Text provided ->
[Start of Attachment]

The Latin American custom is for the family to attend mass together (however, the Misa de Gallos, or Midnight Mass is quite rare these days), and then break fast with a huge family meal.
Near midnight on Christmas Eve
Within the aged church
A line of people slowly passes to the front
Each stoops to kiss
the Christ child nestled
in the arms of a woman
A nun stands next to her
handkerchief in hand
ready to wipe away lipstick
Fathers with their young sons and daughters
stop in front of the manger
framed in winking lights
to ponder the miracle
of the still-empty cradle
After the last mother, the last child
has welcomed that baby
He is laid into the straw-bedded cradle
his hands wide open to this world
his fat legs kicking the air
& the families step into the streets
washed clean by the rain
the sunset lightning had forebode
poem © Lorraine Caputo
In many Catholic homes, families also present a manger scene. In the evenings, they gather around it to say the novena and sing villancicos (Christmas carols). It is not uncommon for the manger cradle to hold more than one infant Jesus. They are the personal Christs of several generations of the family: mother, daughters, aunts, grandmother. photo © Lorraine Caputo
Nativity scenes aren’t just relegated to churches. Many homes and businesses will also have one set up – like this inn in northern Mexico.
(San Fernando, Mexico)
The moon is almost full
sometimes visible through
the swift heavy clouds
Beneath, within the black of this night
Mary recently full, now illuminated
stares down upon her child
Her hands are crossed
against her full breasts
Joseph looks plaintively
upon her child
They are framed
in winking multi-color lights
Each strand alit for just a moment
then still in the gusty night
The courtyard is dark and quiet
Puddles from the days of passing rains
glisten in the holy lights of this chilled night
poem © Lorraine Caputo
The crèche in Iglesia La Merced, in the Historic Center of Lima, Peru, occupies one large side chapel of the church, and includes scenes of the Peruvian life in the countryside and the city. photo © Lorraine Caputo
We grow up with the tale of ghosts of Christmas past. In Northern European indigenous traditions, ghost stories are told around the Yule log. This season, it is believed, is one of the times of year when the veils between the World of the Living and the World of the Dead part, allowing families and friends to once again reunite.
One year in Buenos Aires, I could sense those spirits and I thought about relatives who had immigrated to that port city almost a century earlier.
(Buenos Aires, Argentina)

[End of Attachment]

[Stored data entries]
[Start of Attachment]

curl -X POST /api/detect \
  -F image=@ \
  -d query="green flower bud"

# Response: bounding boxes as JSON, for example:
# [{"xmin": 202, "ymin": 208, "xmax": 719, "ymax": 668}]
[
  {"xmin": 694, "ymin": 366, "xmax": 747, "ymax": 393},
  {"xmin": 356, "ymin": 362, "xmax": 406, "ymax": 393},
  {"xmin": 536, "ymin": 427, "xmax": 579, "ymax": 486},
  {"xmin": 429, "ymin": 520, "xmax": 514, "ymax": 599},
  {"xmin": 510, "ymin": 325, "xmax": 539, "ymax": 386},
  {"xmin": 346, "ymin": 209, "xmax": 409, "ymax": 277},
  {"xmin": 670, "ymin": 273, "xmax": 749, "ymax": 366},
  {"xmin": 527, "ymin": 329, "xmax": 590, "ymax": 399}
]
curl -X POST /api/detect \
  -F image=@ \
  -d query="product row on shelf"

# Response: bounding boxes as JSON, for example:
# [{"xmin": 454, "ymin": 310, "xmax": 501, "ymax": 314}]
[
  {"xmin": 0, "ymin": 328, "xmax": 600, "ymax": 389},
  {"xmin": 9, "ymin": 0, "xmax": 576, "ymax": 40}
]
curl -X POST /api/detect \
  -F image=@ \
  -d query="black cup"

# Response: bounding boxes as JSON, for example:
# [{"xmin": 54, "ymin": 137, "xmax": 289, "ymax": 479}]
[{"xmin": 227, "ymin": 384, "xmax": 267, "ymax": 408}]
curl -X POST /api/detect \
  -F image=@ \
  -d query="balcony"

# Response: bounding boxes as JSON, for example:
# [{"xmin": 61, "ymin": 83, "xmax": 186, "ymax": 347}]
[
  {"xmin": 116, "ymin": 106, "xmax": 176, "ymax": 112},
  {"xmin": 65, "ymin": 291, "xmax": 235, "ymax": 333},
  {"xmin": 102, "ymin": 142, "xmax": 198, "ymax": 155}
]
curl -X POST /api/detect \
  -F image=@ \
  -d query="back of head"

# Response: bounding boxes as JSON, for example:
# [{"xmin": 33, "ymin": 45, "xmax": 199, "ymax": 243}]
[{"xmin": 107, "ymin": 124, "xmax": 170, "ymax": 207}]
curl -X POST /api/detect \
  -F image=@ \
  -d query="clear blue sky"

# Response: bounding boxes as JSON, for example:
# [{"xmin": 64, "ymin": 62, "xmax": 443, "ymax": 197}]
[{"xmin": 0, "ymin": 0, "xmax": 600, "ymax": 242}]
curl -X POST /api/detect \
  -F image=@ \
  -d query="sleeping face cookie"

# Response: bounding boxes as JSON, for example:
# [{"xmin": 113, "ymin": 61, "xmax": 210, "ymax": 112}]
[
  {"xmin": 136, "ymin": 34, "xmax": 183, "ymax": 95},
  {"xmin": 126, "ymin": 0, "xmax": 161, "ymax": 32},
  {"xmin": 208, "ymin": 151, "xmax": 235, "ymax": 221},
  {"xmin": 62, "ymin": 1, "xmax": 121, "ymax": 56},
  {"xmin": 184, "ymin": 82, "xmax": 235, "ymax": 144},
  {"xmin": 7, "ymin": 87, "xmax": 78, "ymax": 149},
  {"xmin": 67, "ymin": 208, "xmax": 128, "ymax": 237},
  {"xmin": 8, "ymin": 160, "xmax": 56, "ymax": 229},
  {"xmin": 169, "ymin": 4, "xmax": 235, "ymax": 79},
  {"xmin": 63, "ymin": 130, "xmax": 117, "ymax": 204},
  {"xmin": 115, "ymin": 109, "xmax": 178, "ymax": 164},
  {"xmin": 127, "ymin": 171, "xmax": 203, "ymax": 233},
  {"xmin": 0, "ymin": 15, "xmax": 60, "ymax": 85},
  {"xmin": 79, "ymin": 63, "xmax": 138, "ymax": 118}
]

[End of Attachment]

Questions on the material ->
1. Rewrite the passage of the Latin American Christmas text between "One year in" and "(Buenos Aires, Argentina)", inclusive, substituting "family members" for "relatives".
2. Answer these questions from the Latin American Christmas text:
(a) By what other name is the Misa de Gallos known?
(b) In which church does the crèche occupy one large side chapel?
(c) Around what are ghost stories told in Northern European indigenous traditions?
Rely solely on the text to complete each task.

Answers to the tasks ->
1.
One year in Buenos Aires, I could sense those spirits and I thought about family members who had immigrated to that port city almost a century earlier.
(Buenos Aires, Argentina)

2.
(a) Midnight Mass
(b) Iglesia La Merced, in the Historic Center of Lima, Peru
(c) The Yule log